(DIRECTIONS)
1/ Retype the section of the artillery account that begins at the words "The 2d Battalion, 314th" and stops after "but little service.", leaving every word and punctuation mark unchanged.
2/ For each statement below, decide whether the artillery account supports it. Answer yes or no and quote the words from the account that settle it. (a) The 2d Battalion, 314th Field Artillery, was moved into the Bois des Rappes by drag-ropes. (b) Colonel William Tidball commanded the 305th Ammunition Train. (c) The two captured 105-mm. guns fired a total of 226 rounds.
3/ According to the artillery account, what name was given to the battery of 105s put in operation on the heights south of Mont-devant-Sassey?

(EXERCISE TEXT)

----------------------------------------

The 2d Battalion, 314th Field Artillery, was designated to fire on targets of opportunity and
surprise. It was pulled by drag-ropes into the northern edge of the Bois des Rappes, and there awaited
its chances. But the fog and smoke so completely obscured all observation that the battalion could
render but little service.
Colonel William Tidball, who succeeded Colonel Welsh in command of the brigade,
commanded the heavy regiment, the 315th Field Artillery. In addition to the organic units of the 155th
Field Artillery Brigade, the 16th Field Artillery and the 250th R. A. C. P. (French) were under the
divisional artillery commander.
Before the action Captain Francis Tweddell of the 305th Ammunition Train organized a detail of
twenty-four men to handle captured guns. Of the thirty-two guns captured, four 77s were used against
the enemy, firing a total of 226 rounds, and two 105-mm. guns, firing a total of 275 rounds. A battery of
105s put in operation on the heights south of Mont-devant-Sassey was given the name of
Hindenburg. The principal difficulty found by Captain Tweddell was that the guns had been stripped
of their sights or disabled by the retiring enemy, or that there was no transport available to haul them
into range.

----------------------------------------

(Segmentation mask data)
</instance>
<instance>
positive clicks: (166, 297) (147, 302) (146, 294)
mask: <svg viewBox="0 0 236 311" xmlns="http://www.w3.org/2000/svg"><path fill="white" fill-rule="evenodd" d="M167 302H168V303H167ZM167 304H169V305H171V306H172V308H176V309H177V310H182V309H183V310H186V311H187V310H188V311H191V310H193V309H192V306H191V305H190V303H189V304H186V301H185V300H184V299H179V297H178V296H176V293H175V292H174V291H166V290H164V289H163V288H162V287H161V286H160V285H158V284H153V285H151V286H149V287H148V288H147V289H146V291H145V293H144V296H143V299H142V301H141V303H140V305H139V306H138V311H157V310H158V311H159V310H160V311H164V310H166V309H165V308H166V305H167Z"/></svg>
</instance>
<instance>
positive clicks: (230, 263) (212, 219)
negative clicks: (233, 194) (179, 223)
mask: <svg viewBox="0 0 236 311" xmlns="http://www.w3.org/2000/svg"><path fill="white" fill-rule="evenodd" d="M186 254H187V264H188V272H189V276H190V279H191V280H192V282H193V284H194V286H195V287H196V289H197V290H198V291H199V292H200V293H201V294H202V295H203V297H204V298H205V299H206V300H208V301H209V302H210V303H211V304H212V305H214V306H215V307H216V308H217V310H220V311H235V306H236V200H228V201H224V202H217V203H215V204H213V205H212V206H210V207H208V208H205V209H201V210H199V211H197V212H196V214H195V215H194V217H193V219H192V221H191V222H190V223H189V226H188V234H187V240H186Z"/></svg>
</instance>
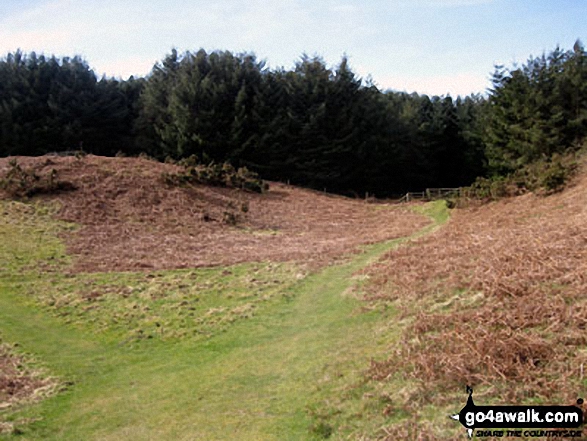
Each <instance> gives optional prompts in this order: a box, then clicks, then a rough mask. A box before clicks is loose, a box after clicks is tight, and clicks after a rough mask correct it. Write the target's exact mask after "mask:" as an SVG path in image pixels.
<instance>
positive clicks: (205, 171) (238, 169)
mask: <svg viewBox="0 0 587 441" xmlns="http://www.w3.org/2000/svg"><path fill="white" fill-rule="evenodd" d="M197 160H198V158H197V157H196V156H195V155H192V156H190V157H188V158H185V159H182V160H181V161H180V162H179V163H178V164H179V165H182V166H183V167H184V171H182V172H180V173H163V175H162V178H163V181H164V182H165V183H166V184H168V185H172V186H184V185H187V184H196V183H197V184H206V185H213V186H216V187H228V188H239V189H241V190H246V191H250V192H254V193H264V192H266V191H267V190H268V189H269V185H268V184H267V183H266V182H265V181H263V180H262V179H260V178H259V176H258V175H257V174H256V173H255V172H252V171H250V170H248V169H247V168H246V167H241V168H239V169H235V168H234V167H233V166H232V165H231V164H229V163H227V162H225V163H224V164H215V163H210V164H207V165H203V164H197Z"/></svg>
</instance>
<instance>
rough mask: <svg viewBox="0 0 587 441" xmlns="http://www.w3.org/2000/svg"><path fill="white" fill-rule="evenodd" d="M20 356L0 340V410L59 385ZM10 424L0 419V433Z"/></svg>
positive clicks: (55, 381)
mask: <svg viewBox="0 0 587 441" xmlns="http://www.w3.org/2000/svg"><path fill="white" fill-rule="evenodd" d="M27 364H28V363H27V362H26V361H25V360H24V359H23V357H22V356H20V355H18V354H16V353H15V352H14V351H13V349H12V347H10V346H9V345H7V344H3V343H2V342H1V341H0V412H2V411H7V410H9V409H12V408H14V407H16V406H19V405H21V404H24V403H31V402H35V401H38V400H40V399H42V398H43V397H46V396H48V395H52V394H53V393H54V392H56V391H57V389H58V388H59V387H60V385H59V382H58V381H57V380H56V379H55V378H51V377H48V376H46V375H44V373H43V372H40V371H36V370H33V369H31V368H29V367H27ZM0 416H1V413H0ZM11 427H12V424H10V423H8V422H2V421H1V419H0V433H2V431H9V429H11Z"/></svg>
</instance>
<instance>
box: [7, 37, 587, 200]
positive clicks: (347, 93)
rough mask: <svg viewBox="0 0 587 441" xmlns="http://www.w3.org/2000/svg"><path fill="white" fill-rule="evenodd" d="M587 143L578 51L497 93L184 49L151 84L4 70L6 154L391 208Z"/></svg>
mask: <svg viewBox="0 0 587 441" xmlns="http://www.w3.org/2000/svg"><path fill="white" fill-rule="evenodd" d="M586 133H587V56H586V52H585V50H584V48H583V46H582V45H581V43H580V42H579V41H577V43H575V45H574V47H573V49H572V50H562V49H560V48H556V49H555V50H553V51H551V52H550V53H548V54H544V55H542V56H540V57H538V58H530V59H529V60H528V61H527V62H526V63H525V64H524V65H522V66H514V67H511V68H506V67H503V66H498V67H496V70H495V72H494V73H493V76H492V88H491V89H490V90H488V91H487V94H485V95H471V96H467V97H458V98H456V99H455V98H452V97H450V96H443V97H438V96H433V97H429V96H426V95H419V94H416V93H412V94H408V93H403V92H396V91H392V90H380V89H379V88H378V87H376V86H375V85H374V84H372V82H370V81H365V80H363V79H361V78H359V77H358V76H357V75H356V74H355V73H353V72H352V70H351V68H350V67H349V64H348V60H347V59H346V58H342V60H341V61H340V63H339V64H338V65H336V66H333V67H329V66H327V65H326V63H325V62H324V61H323V60H322V59H321V58H319V57H309V56H306V55H304V56H302V57H301V58H300V60H299V61H298V62H297V63H296V64H295V67H294V68H293V69H291V70H285V69H283V68H282V69H273V70H271V69H268V68H266V67H265V64H264V62H262V61H259V60H258V59H257V58H256V57H255V56H254V55H252V54H233V53H231V52H228V51H224V52H221V51H216V52H211V53H208V52H206V51H204V50H199V51H197V52H186V53H183V54H179V53H178V52H177V51H175V50H173V51H172V52H171V53H170V54H169V55H167V56H166V57H165V59H164V60H162V61H161V62H159V63H157V64H156V65H155V66H154V67H153V70H152V71H151V73H150V74H149V75H147V76H146V77H145V78H133V77H131V78H129V79H128V80H125V81H122V80H117V79H113V78H106V77H103V78H98V77H97V76H96V74H95V73H94V72H93V71H92V69H91V68H90V66H89V65H88V63H87V62H86V61H85V60H83V59H82V58H80V57H78V56H76V57H73V58H62V59H58V58H56V57H54V56H51V57H49V56H44V55H37V54H35V53H34V52H33V53H29V54H25V53H22V52H20V51H17V52H16V53H10V54H8V55H6V56H5V57H4V58H3V59H1V60H0V156H9V155H42V154H45V153H47V152H59V151H70V150H83V151H85V152H87V153H93V154H97V155H106V156H113V155H116V154H124V155H138V154H140V153H146V154H148V155H150V156H152V157H154V158H157V159H160V160H165V159H167V158H172V159H180V158H185V157H189V156H191V155H195V156H196V157H197V158H198V160H199V161H200V162H202V163H210V162H215V163H222V162H229V163H231V164H232V165H233V166H235V167H243V166H245V167H247V168H249V169H251V170H253V171H256V172H257V173H259V174H260V175H261V176H262V177H263V178H265V179H270V180H278V181H284V182H285V181H289V182H291V183H292V184H297V185H301V186H306V187H312V188H317V189H320V190H323V189H325V190H327V191H331V192H337V193H342V194H350V195H364V194H365V193H369V194H372V195H376V196H380V197H387V196H394V195H398V194H401V193H403V192H406V191H408V190H411V191H417V190H421V189H424V188H426V187H455V186H463V185H469V184H471V183H472V182H473V181H475V179H476V178H478V177H482V176H485V177H492V176H504V175H508V174H511V173H513V172H516V171H517V170H519V169H520V168H521V167H524V166H526V165H527V164H529V163H532V162H534V161H538V160H548V158H551V157H552V156H553V155H554V154H560V153H564V152H566V151H569V150H571V149H578V148H579V147H580V146H581V145H582V143H583V140H584V138H585V135H586Z"/></svg>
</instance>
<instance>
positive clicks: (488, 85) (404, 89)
mask: <svg viewBox="0 0 587 441" xmlns="http://www.w3.org/2000/svg"><path fill="white" fill-rule="evenodd" d="M374 79H375V83H376V84H377V85H378V86H379V87H380V88H381V89H392V90H396V91H400V92H409V93H411V92H418V93H421V94H427V95H430V96H432V95H438V96H440V95H451V96H452V97H455V98H456V97H457V96H459V95H460V96H467V95H470V94H471V93H481V94H484V93H485V92H486V90H487V88H488V87H489V86H490V84H489V80H488V78H487V76H483V75H476V74H470V73H459V74H454V75H440V76H432V75H430V76H426V77H424V76H421V77H411V76H399V75H398V76H387V77H386V76H383V77H381V78H377V77H375V78H374Z"/></svg>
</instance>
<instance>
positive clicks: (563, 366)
mask: <svg viewBox="0 0 587 441" xmlns="http://www.w3.org/2000/svg"><path fill="white" fill-rule="evenodd" d="M586 202H587V175H585V174H583V175H582V176H580V177H579V178H578V179H577V181H576V182H575V184H574V186H573V187H571V188H569V189H567V190H566V191H564V192H563V193H560V194H556V195H553V196H549V197H539V196H535V195H532V194H528V195H524V196H520V197H516V198H512V199H506V200H502V201H500V202H496V203H491V204H488V205H485V206H482V207H477V208H469V209H463V210H456V211H455V212H453V216H452V217H451V220H450V221H449V223H448V224H447V226H445V227H444V228H443V229H441V230H439V231H437V232H436V233H434V234H432V235H429V236H426V237H423V238H421V239H420V240H418V241H417V242H415V243H414V244H413V245H412V246H409V247H402V248H398V249H396V250H394V251H392V252H390V253H388V254H387V255H386V256H385V257H384V258H383V259H382V260H381V261H380V262H379V263H378V264H377V265H375V266H373V267H371V268H370V269H368V270H367V273H368V274H369V276H370V277H371V280H370V285H369V294H368V300H369V301H372V302H385V303H387V302H391V303H393V304H394V305H396V306H397V307H398V308H399V309H400V311H402V312H403V315H402V317H401V318H402V319H405V320H411V321H410V323H411V324H410V325H409V326H407V328H406V330H405V332H404V335H403V339H402V344H401V346H399V347H396V348H393V349H392V350H391V351H390V352H391V353H390V356H389V359H388V360H385V361H380V362H372V365H371V370H370V372H369V376H370V378H371V379H372V380H373V381H377V382H386V381H388V379H390V378H392V377H393V376H395V375H398V374H399V373H400V372H403V373H404V375H406V379H407V380H409V381H411V382H414V383H415V384H417V385H418V386H417V390H415V391H414V393H413V394H412V395H410V400H411V403H404V404H405V405H406V406H407V407H408V408H411V409H416V408H417V406H419V405H422V404H424V403H432V404H436V405H447V404H450V403H447V402H446V400H447V399H448V400H452V399H453V398H454V395H453V393H454V391H461V390H462V391H464V386H465V385H466V384H470V385H473V386H474V387H476V388H478V390H479V391H482V393H483V394H484V395H485V397H484V398H483V400H484V401H486V400H488V399H492V403H491V404H499V403H503V404H516V403H521V402H523V401H528V400H530V401H532V400H538V401H539V402H546V403H553V404H574V402H575V400H576V399H577V398H578V397H580V396H582V395H585V379H586V378H587V372H586V369H587V205H586ZM462 395H464V394H462ZM463 402H464V401H463ZM397 404H398V403H396V406H397ZM388 410H389V412H390V413H391V414H393V410H392V408H390V409H388ZM455 410H456V411H458V410H459V409H455ZM398 427H399V426H398ZM391 431H393V432H394V433H395V429H394V428H390V433H391ZM418 433H424V432H418ZM390 439H391V438H390ZM414 439H416V438H414ZM418 439H420V438H418Z"/></svg>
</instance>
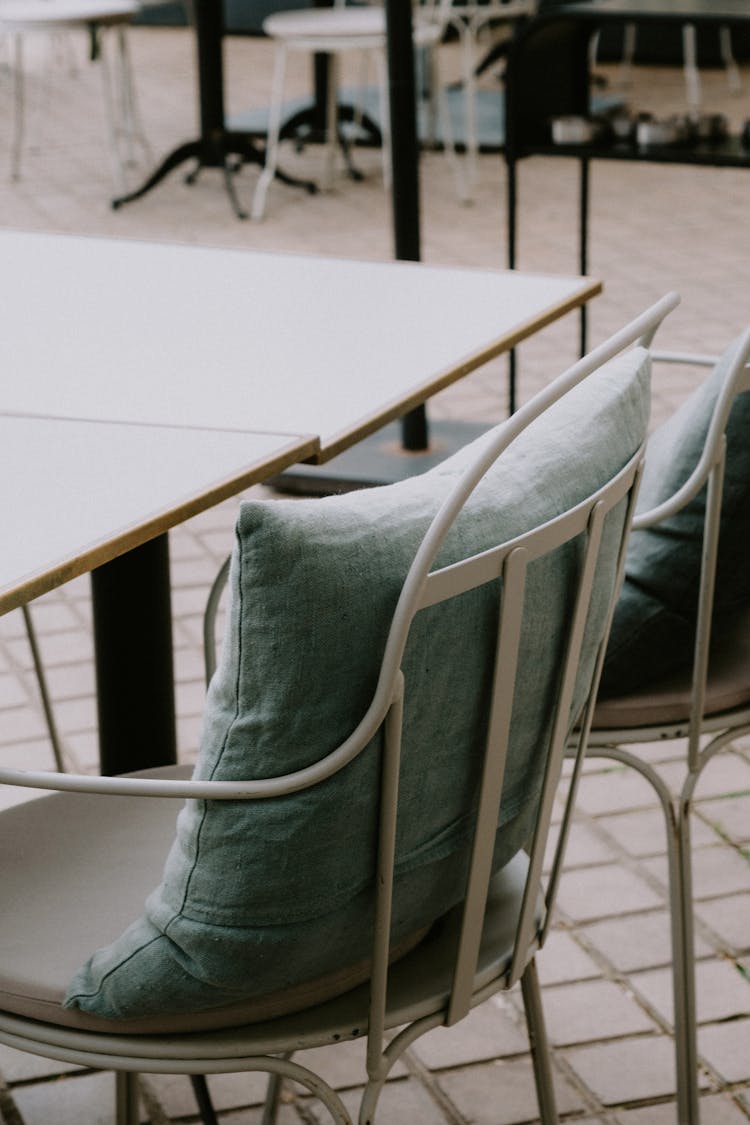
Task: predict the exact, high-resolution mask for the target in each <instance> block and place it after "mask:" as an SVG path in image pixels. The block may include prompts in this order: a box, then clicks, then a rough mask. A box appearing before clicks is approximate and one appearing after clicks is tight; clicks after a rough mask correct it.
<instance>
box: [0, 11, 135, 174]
mask: <svg viewBox="0 0 750 1125" xmlns="http://www.w3.org/2000/svg"><path fill="white" fill-rule="evenodd" d="M137 11H138V4H137V3H136V2H134V0H7V2H4V0H3V2H2V3H1V4H0V34H4V35H7V36H8V37H9V38H10V39H11V54H12V60H11V73H12V98H13V117H12V140H11V161H10V174H11V178H12V179H18V178H19V177H20V173H21V160H22V150H24V140H25V126H26V93H25V91H26V75H25V63H24V40H25V37H26V36H28V35H30V34H37V33H44V34H46V35H47V36H53V35H56V34H57V35H58V34H60V33H70V31H84V33H85V34H87V35H88V37H89V54H90V59H91V61H92V62H97V63H98V64H99V68H100V70H101V80H102V96H103V102H105V113H106V120H107V125H108V134H109V135H108V143H109V151H110V159H111V163H112V174H114V180H115V185H116V187H117V189H118V190H120V191H124V190H125V183H126V169H127V167H128V164H130V163H132V162H133V160H134V156H135V152H136V149H139V150H141V151H142V153H145V154H146V155H148V145H147V142H146V140H145V135H144V132H143V125H142V123H141V116H139V111H138V106H137V100H136V95H135V86H134V82H133V72H132V68H130V59H129V54H128V43H127V27H128V24H130V22H132V20H133V18H134V16H135V15H136V12H137ZM110 36H111V38H112V39H114V50H111V51H110V50H109V46H110V45H109V42H108V40H109V38H110ZM110 56H111V57H110ZM72 127H74V125H72Z"/></svg>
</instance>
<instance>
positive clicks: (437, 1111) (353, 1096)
mask: <svg viewBox="0 0 750 1125" xmlns="http://www.w3.org/2000/svg"><path fill="white" fill-rule="evenodd" d="M361 1093H362V1091H361V1090H358V1091H354V1090H352V1091H350V1092H346V1093H343V1095H342V1101H343V1102H344V1105H345V1106H346V1108H347V1109H349V1111H350V1114H356V1113H358V1111H359V1106H360V1099H361ZM354 1119H356V1116H354ZM376 1119H377V1120H383V1122H388V1123H389V1125H390V1123H392V1125H414V1123H415V1122H419V1125H422V1123H423V1122H424V1125H449V1123H452V1122H454V1120H455V1118H454V1117H451V1116H446V1114H445V1111H444V1110H443V1109H442V1108H441V1107H440V1105H439V1104H437V1101H436V1100H435V1099H434V1098H433V1097H431V1095H430V1093H428V1092H427V1090H425V1088H424V1087H423V1086H422V1084H421V1083H419V1082H417V1081H416V1080H415V1079H405V1080H399V1081H396V1082H388V1083H387V1084H386V1087H385V1088H383V1091H382V1093H381V1095H380V1098H379V1099H378V1109H377V1111H376Z"/></svg>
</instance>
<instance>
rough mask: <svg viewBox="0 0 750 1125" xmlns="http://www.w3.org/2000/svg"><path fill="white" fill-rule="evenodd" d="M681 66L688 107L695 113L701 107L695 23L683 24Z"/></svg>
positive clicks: (687, 104)
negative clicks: (684, 80)
mask: <svg viewBox="0 0 750 1125" xmlns="http://www.w3.org/2000/svg"><path fill="white" fill-rule="evenodd" d="M683 66H684V70H685V88H686V90H687V105H688V109H689V110H690V113H694V114H697V113H698V110H699V109H701V75H699V74H698V52H697V43H696V35H695V24H684V25H683Z"/></svg>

----------------------------------------

(ANSWERS TO THE PROBLEMS)
1/
The 2d Battalion, 314th Field Artillery, was designated to fire on targets of opportunity and
surprise. It was pulled by drag-ropes into the northern edge of the Bois des Rappes, and there awaited
its chances. But the fog and smoke so completely obscured all observation that the battalion could
render but little service.

2/
(a) Yes: "It was pulled by drag-ropes into the northern edge of the Bois des Rappes"
(b) No: "commanded the heavy regiment, the 315th Field Artillery"
(c) No: "two 105-mm. guns, firing a total of 275 rounds"

3/ Hindenburg